What to do:
Every entry should be repeated exactly. Omit the pictures.

Image point grounding data:
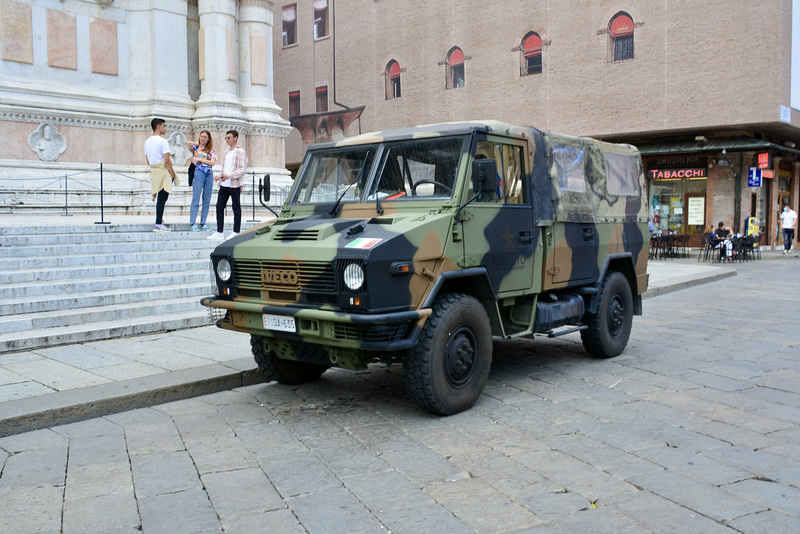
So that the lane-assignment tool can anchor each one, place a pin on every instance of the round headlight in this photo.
(354, 276)
(224, 270)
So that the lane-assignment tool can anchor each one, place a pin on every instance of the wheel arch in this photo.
(474, 282)
(622, 263)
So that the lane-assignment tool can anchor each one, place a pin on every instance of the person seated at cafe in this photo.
(721, 231)
(711, 237)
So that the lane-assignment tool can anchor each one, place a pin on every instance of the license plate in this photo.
(279, 322)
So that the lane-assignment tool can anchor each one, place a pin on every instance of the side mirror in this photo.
(484, 176)
(263, 188)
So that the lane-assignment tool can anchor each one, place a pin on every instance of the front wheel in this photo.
(610, 328)
(288, 372)
(446, 372)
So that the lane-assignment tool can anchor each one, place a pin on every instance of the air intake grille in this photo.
(296, 235)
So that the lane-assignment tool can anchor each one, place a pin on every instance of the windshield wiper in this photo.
(336, 205)
(357, 180)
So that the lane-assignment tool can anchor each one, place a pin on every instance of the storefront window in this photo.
(678, 205)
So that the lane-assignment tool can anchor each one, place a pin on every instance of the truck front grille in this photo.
(306, 277)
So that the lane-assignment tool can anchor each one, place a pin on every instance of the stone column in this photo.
(219, 65)
(158, 51)
(255, 60)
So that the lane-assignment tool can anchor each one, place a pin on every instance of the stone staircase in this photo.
(70, 284)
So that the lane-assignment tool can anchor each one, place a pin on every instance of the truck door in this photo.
(498, 229)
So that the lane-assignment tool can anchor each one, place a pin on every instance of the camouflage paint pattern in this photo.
(566, 234)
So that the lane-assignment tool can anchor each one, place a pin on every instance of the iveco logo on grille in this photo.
(283, 277)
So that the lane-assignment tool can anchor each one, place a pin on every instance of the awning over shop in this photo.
(733, 144)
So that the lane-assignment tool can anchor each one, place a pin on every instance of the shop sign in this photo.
(677, 162)
(691, 173)
(697, 211)
(755, 176)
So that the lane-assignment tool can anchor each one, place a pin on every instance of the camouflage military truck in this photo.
(420, 245)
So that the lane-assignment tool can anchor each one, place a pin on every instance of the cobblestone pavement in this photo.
(695, 428)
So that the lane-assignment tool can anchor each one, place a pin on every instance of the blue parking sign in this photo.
(754, 177)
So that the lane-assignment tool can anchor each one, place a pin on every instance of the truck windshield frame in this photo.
(405, 171)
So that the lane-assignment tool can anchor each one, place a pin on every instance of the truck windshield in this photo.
(330, 174)
(414, 169)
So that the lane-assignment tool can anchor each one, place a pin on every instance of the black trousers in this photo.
(223, 195)
(161, 201)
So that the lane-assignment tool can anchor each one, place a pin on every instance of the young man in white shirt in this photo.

Output of the task:
So that the lane-assignment tool can anchor each one, place a pin on every instance of the round headlight in this photo.
(354, 276)
(224, 270)
So that the lane-assignment tool can anchor each one, place a pin on every instance of the wheel arch in this photo.
(474, 282)
(622, 263)
So that the lane-assignment tool can anchor each one, place a pin on every instance of the person seated at cafe in this photo.
(721, 231)
(711, 237)
So that the lane-assignment tool can anchor each one, place a pin on every instance of the license plate in this photo.
(279, 322)
So that the lane-assignment tool can anchor each one, place a pin on every instance of the side mirror in this photo.
(484, 176)
(263, 188)
So that the lane-assignment tool can anchor each one, place a pin on every instance of the front wheel in this photo.
(610, 328)
(288, 372)
(446, 372)
So that the lane-assignment tool can anchor each one, place a pin on every instance of the air intake grille in this photo.
(296, 235)
So that the lane-assignment tool can anchor each one, place a pin on every instance of the windshield wiper in this photo.
(336, 205)
(357, 180)
So that the lane-assignment tool can anchor each one, place a pin on every instance of the storefront window in this photo.
(678, 205)
So that the lane-assignment tool can anchor each one, place a pin on every instance of the truck front grille in this photo.
(306, 277)
So that the lane-assignment tool can anchor each one, place a pin on every instance of the stone column in this photo.
(219, 65)
(158, 51)
(255, 60)
So that the lane-assignment tool can anchor each one, place a pin on every instance of the stone staircase in this photo.
(70, 284)
So that the lane-assignment tool can anchor each one, place a pin on every instance of the truck door in this photo.
(498, 229)
So that the lane-assignment tool can anchor each one, place a pin on every instance of the camouflage paint pattern in this photo.
(566, 234)
So that the lane-assignment tool can anchor each one, place a pin on every instance of the iveco logo on grille in this photo.
(283, 277)
So that the lane-assignment tool can anchor each one, place a pin on every instance of the awning over shop in this photo.
(733, 144)
So that the lane-assignment tool can anchor each one, place a pin on every instance of the shop sign in this photo.
(677, 162)
(691, 173)
(697, 211)
(755, 176)
So that the lane-assignment tool can anchor each one, place a pin on every instance of the camouflage military truck in this photo.
(420, 245)
So that the lane-assignment tool can anchor each one, place a pin on every instance of the cobblestone pavement in this photo.
(695, 428)
So that the lane-assignment tool can anchor each one, place a pin on every instance of the blue parking sign in this photo.
(754, 177)
So that the lane-assignment tool can anchor each one, place a pin on every instance of the truck windshield frame in this photo.
(405, 171)
So that the lane-assignment tool can anchor each one, place a pin on every instance of the truck windshield in this photo.
(330, 174)
(414, 169)
So that the lane-assignment tool can anchor each one, place a pin on every instance of the black trousers in this photo.
(223, 195)
(161, 201)
So that the lane-assignment tool can anchor each one, place a pin on every instance of the young man in white shirt in this photo.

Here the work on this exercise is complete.